• [Work to complete]
[A] In the nursing reflection, what did the writer and the senior nurse agree on together?
[B] Go on with the nursing reflection from the point where it stops.

• [Passage to read]
::::::::

Despite being obviously busy, he offered me a moment of time and I’ll be forever grateful for that support.
Following a very rapid reflection of the reasons for my distress, I was encouraged to return to the ward and raise the issue. I spoke with my senior nurse and expressed feelings of being unsupported in the incident – by nursing and medical staff alike. I described feelings of concern for my patient, and distress at forgetting something so routine. Together we agreed upon a self-managed re-education plan for the procedure. I handed over the incident to oncoming staff, and remained open and honest about what occurred and why. I was surprised by the results. The patient expressed gratitude for my openness, and staff disclosed times they also made errors in their practice – big and small. Overall a sense of closeness with the team developed, and I gained an unexpected level of self-respect. I owned my error, and I opened up to my team and allowed them to support me in not having the same mistake repeated. This improved my overall experience and more importantly, enhanced the safety of my patients.
I feel that the incident allowed me to recognise the importance of teamwork in the context of myself as an important member of that team. In the time immediately prior and post incident, I was not being a team player. I allowed myself to become overwhelmed in my work environment, and I neglected the fact that I was a junior. What occurred during that brief chat with my JMO friend was a shift in my perspective. As a junior member of a complex network of individuals, I needed to recognise my professional responsibility. As juniors, we need to remember to not only communicate our lack of seniority, but also regularly provide opportunity for our team to support us in the manner needed.
Teamwork is the recognition of each individual in his or her capacity to contribute. This includes the self. I discovered through this negative experience that the team I work within is the one I create. Via openness, humility and a genuine desire to be a stickler for best patient care I am now able to use professional assertiveness in my communication with colleagues, when seeking support in my workplace. Interactions with colleagues are now grounded in a sense of knowledge that teamwork and good communication right now is not about me the nurse, and you – the doctor, fellow nurse, or allied health worker – but rather it is about our patient.

::::::::

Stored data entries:
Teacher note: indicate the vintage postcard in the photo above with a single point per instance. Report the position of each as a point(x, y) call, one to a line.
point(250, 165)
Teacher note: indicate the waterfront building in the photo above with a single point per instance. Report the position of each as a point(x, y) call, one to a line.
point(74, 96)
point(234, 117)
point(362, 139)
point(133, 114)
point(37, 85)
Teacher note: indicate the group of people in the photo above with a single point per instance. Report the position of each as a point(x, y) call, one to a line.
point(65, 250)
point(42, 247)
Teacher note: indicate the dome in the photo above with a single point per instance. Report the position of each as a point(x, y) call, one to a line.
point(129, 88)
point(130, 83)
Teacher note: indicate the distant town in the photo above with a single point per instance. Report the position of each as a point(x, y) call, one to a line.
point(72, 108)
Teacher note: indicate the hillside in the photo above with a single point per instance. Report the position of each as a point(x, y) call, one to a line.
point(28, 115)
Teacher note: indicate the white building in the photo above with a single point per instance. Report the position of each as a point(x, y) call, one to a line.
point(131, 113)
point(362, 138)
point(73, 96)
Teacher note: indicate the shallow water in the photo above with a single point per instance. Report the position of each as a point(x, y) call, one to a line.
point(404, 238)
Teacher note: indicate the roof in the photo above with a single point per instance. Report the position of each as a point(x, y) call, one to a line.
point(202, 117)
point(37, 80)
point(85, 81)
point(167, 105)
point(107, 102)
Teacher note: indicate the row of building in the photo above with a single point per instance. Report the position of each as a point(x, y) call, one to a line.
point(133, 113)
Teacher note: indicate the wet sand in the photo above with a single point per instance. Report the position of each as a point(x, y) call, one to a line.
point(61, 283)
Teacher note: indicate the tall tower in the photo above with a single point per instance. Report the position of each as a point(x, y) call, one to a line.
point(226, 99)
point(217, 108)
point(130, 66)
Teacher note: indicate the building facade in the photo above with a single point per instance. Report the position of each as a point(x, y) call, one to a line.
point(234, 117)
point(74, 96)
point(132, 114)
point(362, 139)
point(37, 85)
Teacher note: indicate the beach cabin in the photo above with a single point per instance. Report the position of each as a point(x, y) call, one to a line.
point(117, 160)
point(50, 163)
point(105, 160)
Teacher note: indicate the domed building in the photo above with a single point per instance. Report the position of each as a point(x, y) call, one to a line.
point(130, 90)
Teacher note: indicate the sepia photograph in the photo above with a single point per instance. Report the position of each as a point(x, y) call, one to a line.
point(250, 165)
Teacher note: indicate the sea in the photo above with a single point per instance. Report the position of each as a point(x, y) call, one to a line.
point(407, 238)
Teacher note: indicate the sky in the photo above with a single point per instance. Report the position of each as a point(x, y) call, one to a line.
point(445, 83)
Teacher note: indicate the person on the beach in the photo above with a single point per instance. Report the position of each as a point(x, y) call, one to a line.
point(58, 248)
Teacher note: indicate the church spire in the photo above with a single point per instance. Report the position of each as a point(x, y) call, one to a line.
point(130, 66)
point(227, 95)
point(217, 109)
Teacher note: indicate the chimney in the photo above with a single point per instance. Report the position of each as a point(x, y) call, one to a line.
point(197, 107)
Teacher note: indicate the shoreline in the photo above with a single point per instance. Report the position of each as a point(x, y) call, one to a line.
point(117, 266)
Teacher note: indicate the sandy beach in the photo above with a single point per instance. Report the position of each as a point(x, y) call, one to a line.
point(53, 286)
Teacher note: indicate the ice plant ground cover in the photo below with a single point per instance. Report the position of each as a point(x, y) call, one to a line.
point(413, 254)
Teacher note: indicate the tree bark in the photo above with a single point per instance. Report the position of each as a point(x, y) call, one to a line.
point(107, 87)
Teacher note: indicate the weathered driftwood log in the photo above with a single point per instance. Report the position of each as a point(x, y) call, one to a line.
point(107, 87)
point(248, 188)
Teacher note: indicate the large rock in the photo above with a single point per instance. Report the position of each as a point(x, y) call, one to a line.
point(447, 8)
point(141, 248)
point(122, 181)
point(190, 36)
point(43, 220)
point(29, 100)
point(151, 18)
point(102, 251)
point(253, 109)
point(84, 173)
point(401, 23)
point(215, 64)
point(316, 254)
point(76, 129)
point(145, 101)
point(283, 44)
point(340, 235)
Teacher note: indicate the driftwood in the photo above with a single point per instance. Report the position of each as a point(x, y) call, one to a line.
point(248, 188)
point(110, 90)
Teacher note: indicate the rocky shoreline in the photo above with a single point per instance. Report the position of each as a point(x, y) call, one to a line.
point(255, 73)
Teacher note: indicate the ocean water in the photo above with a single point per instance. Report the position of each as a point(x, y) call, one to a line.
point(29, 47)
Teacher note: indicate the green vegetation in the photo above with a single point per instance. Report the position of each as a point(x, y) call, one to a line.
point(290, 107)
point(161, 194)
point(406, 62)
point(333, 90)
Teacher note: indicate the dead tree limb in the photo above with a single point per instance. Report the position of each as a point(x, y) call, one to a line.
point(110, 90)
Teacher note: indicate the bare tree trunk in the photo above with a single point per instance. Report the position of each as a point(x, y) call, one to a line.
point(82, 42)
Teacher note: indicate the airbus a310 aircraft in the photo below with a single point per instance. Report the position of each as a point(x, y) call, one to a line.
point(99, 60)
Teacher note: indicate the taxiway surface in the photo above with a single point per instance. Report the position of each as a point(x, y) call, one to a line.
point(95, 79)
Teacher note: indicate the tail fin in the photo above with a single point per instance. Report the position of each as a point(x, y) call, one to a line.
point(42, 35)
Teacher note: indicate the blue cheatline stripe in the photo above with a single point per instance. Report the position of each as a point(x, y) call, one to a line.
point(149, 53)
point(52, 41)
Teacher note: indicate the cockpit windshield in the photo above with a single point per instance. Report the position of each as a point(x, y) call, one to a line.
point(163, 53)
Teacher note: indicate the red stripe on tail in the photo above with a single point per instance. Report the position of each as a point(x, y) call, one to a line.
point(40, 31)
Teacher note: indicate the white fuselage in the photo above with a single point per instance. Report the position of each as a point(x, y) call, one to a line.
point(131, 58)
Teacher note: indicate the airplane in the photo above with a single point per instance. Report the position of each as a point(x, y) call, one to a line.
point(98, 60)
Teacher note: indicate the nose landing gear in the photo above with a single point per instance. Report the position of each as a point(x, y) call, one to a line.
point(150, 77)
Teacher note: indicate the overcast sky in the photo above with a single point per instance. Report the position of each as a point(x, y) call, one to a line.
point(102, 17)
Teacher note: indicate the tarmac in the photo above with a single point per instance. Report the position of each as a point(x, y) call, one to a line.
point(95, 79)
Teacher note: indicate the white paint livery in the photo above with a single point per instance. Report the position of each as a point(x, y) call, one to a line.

::::::::

• [Responses]
[A] A self-managed re-education plan for the procedure.

[B]
Moving forward in my career, I will start as an emergency nurse in a brand new part of the country. I will be working in a hospital I have hoped for from when I began my studies. I am particularly excited to form professional bonds with like-minded individuals, and problem solve the many nuanced patient presentations. I expect a prolonged period of adjustment, as with any new work place. I can only hope that I do this alongside a collective of fellow new starters and long-termers alike, who see all those who stand beside them as allies in our chosen line of work.
You might argue that this is an idealistic and naïve stance to take, but a large part of me figures – why the hell not? I feel strongly about the importance of teamwork: for patient safety, for workplace functionality and for my own personal sanity. The worst thing that could happen would be to encounter some less enthused colleagues in the process, but it’s these differences in human interaction that keep us challenged, and maintain continuation of professional and personal growth. So bring it on. I’m a nurse now, and in my opinion, medicine is a team sport – one which I intend to be an active member of.